_The data_

-.-.-

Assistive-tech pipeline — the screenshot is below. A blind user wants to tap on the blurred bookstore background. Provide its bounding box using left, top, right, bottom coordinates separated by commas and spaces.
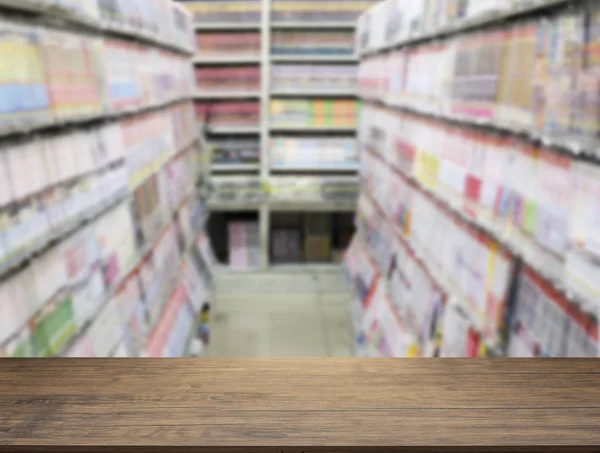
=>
0, 0, 600, 357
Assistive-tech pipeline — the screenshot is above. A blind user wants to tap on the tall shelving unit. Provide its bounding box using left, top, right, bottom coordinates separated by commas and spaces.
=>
346, 0, 600, 357
182, 0, 375, 269
0, 0, 213, 357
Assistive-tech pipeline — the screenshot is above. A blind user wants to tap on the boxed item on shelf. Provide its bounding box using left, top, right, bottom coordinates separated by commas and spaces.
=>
210, 138, 260, 164
183, 0, 261, 25
271, 64, 357, 93
211, 176, 266, 203
271, 99, 360, 128
271, 0, 377, 23
228, 221, 260, 269
271, 30, 354, 57
195, 102, 260, 132
271, 228, 302, 264
196, 31, 261, 58
196, 66, 260, 94
269, 176, 359, 202
270, 137, 358, 171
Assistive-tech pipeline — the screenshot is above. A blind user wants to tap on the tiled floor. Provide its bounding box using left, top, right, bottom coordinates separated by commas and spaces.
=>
207, 268, 351, 357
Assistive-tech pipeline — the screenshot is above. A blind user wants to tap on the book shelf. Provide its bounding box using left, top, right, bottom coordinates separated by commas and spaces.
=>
0, 0, 213, 357
181, 0, 376, 269
346, 1, 600, 357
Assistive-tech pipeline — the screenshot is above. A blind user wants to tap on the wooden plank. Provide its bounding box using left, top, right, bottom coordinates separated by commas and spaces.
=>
0, 359, 600, 453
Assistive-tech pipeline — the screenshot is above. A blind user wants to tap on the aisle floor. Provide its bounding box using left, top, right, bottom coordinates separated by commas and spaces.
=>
207, 268, 351, 357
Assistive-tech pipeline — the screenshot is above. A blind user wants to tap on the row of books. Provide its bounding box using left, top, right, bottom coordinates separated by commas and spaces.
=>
356, 0, 540, 54
195, 66, 260, 93
181, 0, 261, 25
196, 32, 261, 57
271, 65, 357, 92
15, 0, 193, 52
227, 221, 260, 269
66, 209, 212, 357
0, 103, 196, 272
0, 21, 193, 134
270, 99, 360, 127
344, 242, 434, 358
271, 30, 354, 56
359, 3, 600, 149
346, 151, 598, 357
210, 138, 260, 164
195, 102, 260, 130
0, 151, 204, 357
270, 137, 358, 170
359, 84, 600, 310
358, 152, 512, 349
271, 0, 377, 22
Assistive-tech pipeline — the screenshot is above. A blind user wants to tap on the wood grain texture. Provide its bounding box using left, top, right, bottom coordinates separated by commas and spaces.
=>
0, 359, 600, 453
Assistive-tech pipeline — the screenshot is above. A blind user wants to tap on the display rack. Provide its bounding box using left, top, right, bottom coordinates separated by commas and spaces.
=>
181, 0, 375, 269
0, 0, 213, 357
346, 1, 600, 357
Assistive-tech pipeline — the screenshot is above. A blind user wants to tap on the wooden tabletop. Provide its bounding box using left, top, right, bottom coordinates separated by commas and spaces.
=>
0, 359, 600, 453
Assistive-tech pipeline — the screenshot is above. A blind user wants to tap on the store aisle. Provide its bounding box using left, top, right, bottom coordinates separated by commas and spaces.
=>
207, 267, 351, 357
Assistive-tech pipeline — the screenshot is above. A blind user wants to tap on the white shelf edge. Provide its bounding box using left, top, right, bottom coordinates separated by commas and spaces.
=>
0, 95, 194, 139
271, 21, 356, 30
193, 55, 261, 65
360, 0, 568, 58
271, 55, 359, 63
271, 89, 358, 98
194, 22, 261, 31
359, 94, 600, 161
210, 164, 260, 173
271, 165, 360, 173
194, 91, 260, 99
206, 126, 260, 135
270, 125, 357, 133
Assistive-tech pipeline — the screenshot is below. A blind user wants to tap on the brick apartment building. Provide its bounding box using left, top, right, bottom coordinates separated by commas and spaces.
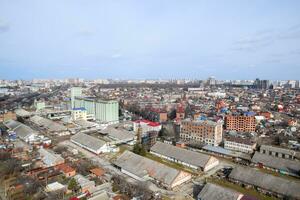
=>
225, 115, 256, 132
180, 120, 223, 146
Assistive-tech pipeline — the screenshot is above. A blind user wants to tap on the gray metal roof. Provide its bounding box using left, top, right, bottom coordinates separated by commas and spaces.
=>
229, 167, 300, 199
251, 152, 300, 174
30, 115, 67, 132
4, 119, 22, 130
114, 151, 181, 186
39, 148, 64, 166
71, 133, 106, 151
14, 124, 38, 140
151, 142, 212, 168
260, 145, 295, 156
4, 120, 38, 140
197, 183, 242, 200
101, 126, 135, 140
15, 108, 32, 117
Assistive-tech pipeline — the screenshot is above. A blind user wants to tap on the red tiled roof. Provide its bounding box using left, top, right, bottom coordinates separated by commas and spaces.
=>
134, 119, 160, 126
90, 167, 105, 176
56, 163, 75, 173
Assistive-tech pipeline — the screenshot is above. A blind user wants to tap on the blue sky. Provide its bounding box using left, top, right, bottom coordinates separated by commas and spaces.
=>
0, 0, 300, 79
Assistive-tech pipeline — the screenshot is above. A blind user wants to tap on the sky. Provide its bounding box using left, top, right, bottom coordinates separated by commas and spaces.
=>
0, 0, 300, 80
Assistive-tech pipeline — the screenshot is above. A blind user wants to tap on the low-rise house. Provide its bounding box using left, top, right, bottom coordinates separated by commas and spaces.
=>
74, 174, 95, 193
197, 183, 243, 200
45, 182, 66, 192
229, 167, 300, 199
100, 126, 136, 145
150, 142, 219, 171
71, 133, 110, 154
251, 152, 300, 176
4, 120, 38, 143
114, 151, 191, 189
90, 167, 105, 177
259, 145, 296, 160
224, 136, 256, 153
38, 148, 65, 167
55, 163, 76, 177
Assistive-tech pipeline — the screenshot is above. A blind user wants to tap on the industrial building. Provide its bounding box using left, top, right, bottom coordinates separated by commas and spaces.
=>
39, 148, 65, 167
150, 142, 219, 172
74, 97, 119, 124
251, 152, 300, 176
224, 136, 256, 153
114, 151, 191, 189
71, 133, 110, 154
225, 115, 256, 132
180, 119, 223, 146
197, 183, 244, 200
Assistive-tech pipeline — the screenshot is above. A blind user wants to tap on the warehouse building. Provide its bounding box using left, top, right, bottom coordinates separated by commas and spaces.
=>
150, 142, 219, 171
197, 183, 244, 200
114, 151, 191, 189
39, 148, 65, 167
251, 152, 300, 176
71, 133, 110, 154
259, 145, 296, 160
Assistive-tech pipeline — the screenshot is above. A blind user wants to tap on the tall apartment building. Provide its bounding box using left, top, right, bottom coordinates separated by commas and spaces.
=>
74, 97, 119, 124
225, 115, 256, 132
71, 87, 82, 109
180, 120, 223, 146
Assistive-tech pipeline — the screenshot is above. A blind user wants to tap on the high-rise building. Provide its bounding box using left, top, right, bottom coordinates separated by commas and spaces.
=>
254, 78, 270, 90
71, 87, 82, 109
74, 97, 119, 124
225, 115, 256, 132
180, 120, 223, 146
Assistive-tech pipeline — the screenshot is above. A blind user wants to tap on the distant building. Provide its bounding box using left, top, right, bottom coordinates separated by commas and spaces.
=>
0, 111, 17, 122
39, 148, 65, 167
74, 174, 95, 193
150, 142, 219, 172
74, 97, 119, 124
225, 115, 256, 132
180, 120, 223, 146
224, 137, 256, 153
114, 151, 192, 189
196, 183, 244, 200
71, 87, 82, 109
251, 152, 300, 177
133, 120, 161, 133
71, 133, 109, 154
259, 145, 296, 160
72, 108, 87, 121
254, 79, 270, 90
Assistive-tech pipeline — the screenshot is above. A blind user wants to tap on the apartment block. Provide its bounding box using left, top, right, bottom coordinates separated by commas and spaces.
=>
225, 115, 256, 132
180, 120, 223, 146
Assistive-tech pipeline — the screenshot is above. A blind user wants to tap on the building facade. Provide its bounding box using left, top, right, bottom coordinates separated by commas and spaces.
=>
71, 87, 82, 109
180, 120, 223, 146
224, 137, 256, 153
74, 97, 119, 124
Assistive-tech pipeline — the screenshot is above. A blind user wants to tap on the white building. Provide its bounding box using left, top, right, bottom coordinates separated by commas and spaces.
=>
71, 133, 111, 154
224, 137, 256, 153
133, 120, 161, 133
72, 108, 87, 121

-.-.-

_Request_
Turn the records, from the first line up to and including the line with "270, 137, 358, 171", into a numbered list. Skip any blank lines and leave out the pictures.

_Task result_
1. Assistive-tech pipeline — the screenshot is below. A blind user wants to tap on the blurred bookstore background. Provide its bounding box using left, top, right, bottom coordinates separated by commas and spaces.
2. =>
3. 0, 0, 600, 357
4. Assistive-tech pipeline — the screenshot is above. A blind user wants to tap on the tall shelving unit. Provide its bounding box using left, top, right, bottom coordinates separated by commas and spaces.
5. =>
6. 346, 0, 600, 357
7. 182, 0, 375, 269
8. 0, 0, 213, 357
9. Assistive-tech pipeline — the screenshot is above. A blind user wants to tap on the boxed item on shelf. Provide its bounding box using left, top, right, bottom coordinates separated by commas and spaces.
10. =>
11. 210, 138, 260, 164
12. 183, 0, 261, 25
13. 271, 64, 357, 93
14. 211, 176, 266, 203
15. 271, 99, 360, 128
16. 271, 0, 377, 23
17. 228, 221, 260, 269
18. 271, 30, 354, 57
19. 195, 102, 260, 132
20. 271, 228, 302, 264
21. 196, 31, 261, 58
22. 196, 66, 260, 94
23. 269, 176, 359, 202
24. 270, 137, 358, 171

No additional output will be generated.